Please reproduce the listing in its entirety, exactly as shown.

DATA ->

>>

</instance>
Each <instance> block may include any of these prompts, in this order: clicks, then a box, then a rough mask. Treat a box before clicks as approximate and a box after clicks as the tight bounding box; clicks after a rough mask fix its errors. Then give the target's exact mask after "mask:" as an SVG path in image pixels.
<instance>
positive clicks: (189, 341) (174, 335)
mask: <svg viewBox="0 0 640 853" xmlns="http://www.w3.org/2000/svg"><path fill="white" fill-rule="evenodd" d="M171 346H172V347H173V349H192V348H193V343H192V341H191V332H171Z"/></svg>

<<

SOLUTION TO THIS TASK ->
</instance>
Each <instance> block may include any of these prompts, in this order: clicks, then a box, then a rough mask. Treat a box before clicks as approximate and a box after clicks as the tight bounding box; clicks after a rough mask fix its errors. Then give the target's exact mask after "mask:" as an SVG path in image pixels.
<instance>
positive clicks: (189, 341) (174, 335)
mask: <svg viewBox="0 0 640 853" xmlns="http://www.w3.org/2000/svg"><path fill="white" fill-rule="evenodd" d="M171 346H172V347H173V349H192V348H193V343H192V341H191V332H171Z"/></svg>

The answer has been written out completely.